◆ **What is being asked**:
Since only the total is wanted, give the number of lines in the listing below that hold the string "surface" and add nothing.

╭─ Source material

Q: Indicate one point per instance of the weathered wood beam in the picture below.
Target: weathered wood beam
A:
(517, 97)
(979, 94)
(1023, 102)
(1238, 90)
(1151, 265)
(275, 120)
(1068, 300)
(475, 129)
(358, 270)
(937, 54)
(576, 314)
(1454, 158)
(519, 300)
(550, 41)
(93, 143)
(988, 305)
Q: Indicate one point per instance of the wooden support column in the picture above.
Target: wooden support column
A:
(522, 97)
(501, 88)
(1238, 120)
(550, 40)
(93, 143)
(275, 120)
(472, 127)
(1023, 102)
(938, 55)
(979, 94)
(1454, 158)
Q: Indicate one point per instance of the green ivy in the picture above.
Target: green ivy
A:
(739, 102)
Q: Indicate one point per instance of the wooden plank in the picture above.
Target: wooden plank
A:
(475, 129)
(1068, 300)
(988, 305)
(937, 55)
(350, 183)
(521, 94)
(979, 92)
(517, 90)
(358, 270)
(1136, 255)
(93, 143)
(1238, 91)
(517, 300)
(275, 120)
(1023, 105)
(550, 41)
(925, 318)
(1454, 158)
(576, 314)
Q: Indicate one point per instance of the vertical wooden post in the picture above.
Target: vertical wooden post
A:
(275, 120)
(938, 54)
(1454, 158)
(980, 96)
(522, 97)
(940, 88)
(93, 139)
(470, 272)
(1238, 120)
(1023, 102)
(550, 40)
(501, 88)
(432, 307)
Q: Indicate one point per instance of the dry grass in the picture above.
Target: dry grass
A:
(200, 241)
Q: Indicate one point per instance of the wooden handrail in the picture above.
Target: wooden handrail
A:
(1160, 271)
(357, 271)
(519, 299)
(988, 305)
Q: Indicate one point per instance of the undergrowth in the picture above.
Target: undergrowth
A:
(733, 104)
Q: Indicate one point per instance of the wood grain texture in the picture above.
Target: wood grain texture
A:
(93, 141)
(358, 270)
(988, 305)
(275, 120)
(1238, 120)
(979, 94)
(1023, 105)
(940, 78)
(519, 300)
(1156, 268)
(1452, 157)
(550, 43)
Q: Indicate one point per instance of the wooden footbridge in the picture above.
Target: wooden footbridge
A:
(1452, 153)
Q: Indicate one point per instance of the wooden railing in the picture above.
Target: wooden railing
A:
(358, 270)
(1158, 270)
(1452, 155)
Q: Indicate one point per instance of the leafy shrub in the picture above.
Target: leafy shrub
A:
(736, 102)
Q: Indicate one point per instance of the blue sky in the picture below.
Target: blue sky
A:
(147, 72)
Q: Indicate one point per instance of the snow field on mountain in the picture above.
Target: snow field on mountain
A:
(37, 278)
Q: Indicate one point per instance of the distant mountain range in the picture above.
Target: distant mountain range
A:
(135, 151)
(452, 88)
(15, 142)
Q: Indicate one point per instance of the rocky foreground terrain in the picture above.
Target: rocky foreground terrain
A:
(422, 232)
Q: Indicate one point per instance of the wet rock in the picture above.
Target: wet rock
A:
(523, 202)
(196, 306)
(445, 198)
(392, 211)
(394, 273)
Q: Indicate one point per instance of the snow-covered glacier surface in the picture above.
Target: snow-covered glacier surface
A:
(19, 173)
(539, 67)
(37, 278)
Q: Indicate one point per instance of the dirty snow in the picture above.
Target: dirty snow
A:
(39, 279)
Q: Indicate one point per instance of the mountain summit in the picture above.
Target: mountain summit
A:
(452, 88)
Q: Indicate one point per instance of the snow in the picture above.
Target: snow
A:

╰─

◆ **Written answer**:
2